-- EXCERPT TO READ follows --

Chinese lawmakers passed a historic decision allowing all couples to have two children from January 1, ending its over three and half decades old policy that prevented over 400 million births in the country.

“The state advocates that one couple shall be allowed to have two children,” the state-run Xinhua news agency quoted the newly revised Law on Population and Family Planning as saying.

The law was passed by the 159-member National People’s Congress Standing Committee, the top organ of China’s parliament.

The NPC approval was a formality as the ruling Communist Party of China (CPC) headed by President Xi Jinping has approved it earlier as China, world’s most populous country with 1.37 billion people, faced grim demographic crisis under which China is expected to face severe labour shortages due to rapid increase in ageing population.

Despite massive publicity to the lifting of the one child policy being implemented since 1978, the two child rule has evoked less enthusiasm with official surveys indicating that people were not keen to have second child due to heavy costs involved in bringing up another child.

According to the latest figures, the number of people aged 60 or over in China has reached 212 million at the end of 2014, accounting for 15.5 per cent of the country’s population, with the number of disabled elderly people approaching 40 million.

The United Nations has predicted that people over age 65 will account for 18 per cent of China’s population by 2030, double the number in 2011 which will have a negative bearing on China’s labour availability.

By 2050, China is expected to have nearly 500 million people over 60, exceeding the population of the US.

The ageing population has brought greater demand for elderly care services.

According to a report published by Price waterhouse Coopers earlier this month, Chinese people will spend over USD 1.54 trillion from 2016 to 2020 on elderly care, increasing 17 per cent per year.

economic times

11 Comments on "China officially ends one child policy"

  1. makati1 on Sun, 27th Dec 2015 7:26 pm 

    …and most are choosing to only have one child anyway because of the cost of raising a child in today’s world. At least they now have the option.

    Then the article devolves into Imperial propaganda and fuzzy numbers.

    Lets see, 5 years, times $505 Billion (US Medicare and Medicaid annual cost) = $3+ Trillion outlay by the US for elderly care with 1/4 the population in the next 5 years. 2016-2020.

-- EXCERPT TO READ concluded --

◆ WHAT TO PRODUCE
Carry on the piece about China ending its one-child policy from the point where it stops. The items come from a separate source unrelated to the text.

-- DATA RECORDS follows --

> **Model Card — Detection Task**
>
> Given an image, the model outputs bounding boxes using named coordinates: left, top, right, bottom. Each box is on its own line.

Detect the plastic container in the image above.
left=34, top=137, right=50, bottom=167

-- DATA RECORDS concluded --

◆ RESPONSE BOX
    Another negative article on big, bad China, brought to you by the Imperial Propaganda Department.

    Look in the mirror, Americans. You have a worse problem, now.

  2. JuanP on Sun, 27th Dec 2015 8:10 pm 

    This is good news. The Chinese culture has evolved to a point where having one child doesn’t need to be enforced because it is voluntary. To claim that a country that has done something to fight its overpopulation problems will be worse off for it as this article claims is beyond moronic.

    Those 500 million old Chinese will grow food or starve just like the rest of us everywhere. Every human being must learn to grow food organically if they want to survive.

    This article is another Western MSM anti Chinese propaganda piece and a crappy one, too.

  3. DMyers on Sun, 27th Dec 2015 9:11 pm 

    Seems the whole world is turning slowly to face this reality. It was a Ponzi Scheme, after all.

    The numbers are enough to doom it all, but the reduction in cheap resources is thrown on top of that. Economic growth has in part been a product of other growth phenomena, e.g. population and energy production.

    China’s Ponzi model, along with that of the USA (say Soc Sec) is coming upon the no growth dilemma. No growth offers the benefit of declining obligations, but it comes with a cost of declining revenue.

    The damage is already done. China cannot recover by shifting into reverse. We will face exactly the same problems here. Without objection, I believe I can say that the built-in growth factor will not be forthcoming. Growth will fail from the loss of its underlying energizers. The pattern will shift from growth to decline, in a standard cyclical progression.

    Fed, Pres, complainers, supporters, everybody out there, we’ve gone to the top of the mountain. It’s all downhill from here, until we reach long-term equilibrium (aka “Dark Ages”).

  4. Anonymous on Mon, 28th Dec 2015 2:49 am 

    Does this rag realize that you cant grow your way out of an aging population ‘problem’? Maybe in the short term you can paper over the problem, but it will NEVER go away-ever. At least China’s old people are nowhere near as sedentary and dependant on constant injections of pills and medical assistance to keep them going.

    Yea Im looking at you Mom and Dad…..

  5. Davy on Mon, 28th Dec 2015 5:19 am 

    China is so polluted and at risk of food insecurity without a safety net we can only sit and watch as a tragedy unfolds. This is not a good combination for old people who are no longer taken care of by their kids who run off to the city seeking opportunity. China has destroyed its once vibrant and sustainable society for a ugly mix of an out of control worst of the east and west.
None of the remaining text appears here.